Point-per-instance localization data:
————

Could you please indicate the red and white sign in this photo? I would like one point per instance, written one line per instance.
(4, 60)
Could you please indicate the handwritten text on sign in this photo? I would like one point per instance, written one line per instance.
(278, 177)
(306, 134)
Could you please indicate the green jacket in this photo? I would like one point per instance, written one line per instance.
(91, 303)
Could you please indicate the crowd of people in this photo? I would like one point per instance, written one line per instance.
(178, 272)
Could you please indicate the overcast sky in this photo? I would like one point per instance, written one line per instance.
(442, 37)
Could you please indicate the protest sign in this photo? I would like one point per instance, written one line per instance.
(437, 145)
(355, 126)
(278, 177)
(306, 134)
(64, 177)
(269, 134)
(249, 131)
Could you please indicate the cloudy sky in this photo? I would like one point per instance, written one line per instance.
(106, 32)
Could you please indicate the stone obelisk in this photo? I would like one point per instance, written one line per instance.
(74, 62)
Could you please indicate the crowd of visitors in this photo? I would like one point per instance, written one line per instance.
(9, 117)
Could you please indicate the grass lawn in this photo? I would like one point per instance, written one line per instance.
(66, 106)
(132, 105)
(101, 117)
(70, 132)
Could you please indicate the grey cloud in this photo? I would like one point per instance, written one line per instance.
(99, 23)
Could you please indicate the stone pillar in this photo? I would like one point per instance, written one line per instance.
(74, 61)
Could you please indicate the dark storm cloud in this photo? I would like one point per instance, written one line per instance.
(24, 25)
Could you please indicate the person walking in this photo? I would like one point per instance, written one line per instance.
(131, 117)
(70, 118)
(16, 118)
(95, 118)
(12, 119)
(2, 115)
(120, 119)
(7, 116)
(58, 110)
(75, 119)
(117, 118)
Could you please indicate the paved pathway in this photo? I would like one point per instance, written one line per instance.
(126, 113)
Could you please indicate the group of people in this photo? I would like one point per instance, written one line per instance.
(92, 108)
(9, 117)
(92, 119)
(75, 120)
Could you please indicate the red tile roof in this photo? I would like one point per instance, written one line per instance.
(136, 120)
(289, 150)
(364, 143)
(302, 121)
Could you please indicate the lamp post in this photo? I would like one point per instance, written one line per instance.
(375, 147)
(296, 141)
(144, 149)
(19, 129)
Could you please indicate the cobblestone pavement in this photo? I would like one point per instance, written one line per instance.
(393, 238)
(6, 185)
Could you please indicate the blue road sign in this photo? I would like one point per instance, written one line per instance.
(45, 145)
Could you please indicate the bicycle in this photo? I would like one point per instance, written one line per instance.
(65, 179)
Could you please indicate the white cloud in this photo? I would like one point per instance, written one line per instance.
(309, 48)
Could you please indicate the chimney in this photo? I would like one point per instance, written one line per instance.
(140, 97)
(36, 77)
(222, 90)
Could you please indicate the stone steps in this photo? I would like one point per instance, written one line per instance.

————

Each record above must be transcribed exactly, and none may be skipped.

Could you please indicate the red and white sign in this photo? I would like one point per instance, written one line per instance.
(4, 60)
Could you please indicate the handwritten text on sign in this photo? I would like one point per instance, written one line per instance.
(278, 177)
(306, 134)
Could you please indicate the green jacket in this photo? I would like one point per instance, written one line per instance.
(91, 303)
Could you please indicate the crowd of people in this photo? I would like one point per instance, written one line per instance.
(178, 272)
Could you please indicate the overcast sky in this photo? I would like one point per instance, written one line per instance.
(442, 37)
Could you please indicate the protest sign in this photo? I would like one point per instance, written one line per instance.
(437, 145)
(355, 126)
(278, 177)
(306, 134)
(64, 177)
(269, 134)
(249, 131)
Could you please indicate the cloudy sky in this photo? I would like one point per instance, written one line per instance.
(106, 32)
Could you please indicate the stone obelisk in this photo? I would like one point per instance, written one line per instance.
(74, 62)
Could you please indicate the crowd of visitors in this photo? I would like one point per instance, written one line per instance.
(9, 117)
Could you please indicate the grass lawn in this photo? I would like one point per instance, written one line per instance.
(66, 106)
(132, 105)
(101, 117)
(70, 132)
Could you please indicate the grey cloud in this photo? I would like one point per instance, written one line per instance.
(99, 23)
Could you please indicate the stone pillar in this photo? I would like one point per instance, written one line per instance.
(74, 61)
Could you please indicate the dark storm cloud in this photo? I would like one point per instance, written one line per instance.
(24, 25)
Could you please indicate the person walking in this photo? I would like one point per instance, written one line per instance.
(131, 117)
(70, 118)
(16, 118)
(95, 118)
(12, 119)
(2, 115)
(120, 119)
(7, 116)
(58, 110)
(75, 119)
(117, 118)
Could you please indicate the paved pathway in this photo? I would like one point per instance, written one line per instance.
(126, 113)
Could you please indicate the group of people in this photo? I would like one point per instance, written one line per instance.
(92, 108)
(9, 117)
(92, 119)
(75, 120)
Could you please indicate the red tile roof in this photo? I would like one point per instance, written one line per instance.
(136, 120)
(289, 150)
(364, 143)
(302, 121)
Could you please indicate the lamp post in this photo? I would like one point per instance, written one line per instance.
(375, 147)
(296, 141)
(144, 149)
(19, 129)
Could you please indicate the cobblestone pavement in this photo? I would like one point per instance, written one line per instance.
(393, 238)
(6, 185)
Could you please indicate the blue road sign in this photo? I would like one point per instance, written one line per instance.
(45, 145)
Could you please indicate the bicycle in this photo? I would like one point per instance, written one line per instance.
(65, 179)
Could you please indicate the white cloud in this photo? I would like one point per instance, written one line per instance.
(309, 48)
Could you please indicate the chimney in this photo? I would like one point per instance, written one line per instance.
(140, 97)
(36, 77)
(222, 90)
Could you please indicate the stone steps in this photo? I would like one point per instance, written one line per instance.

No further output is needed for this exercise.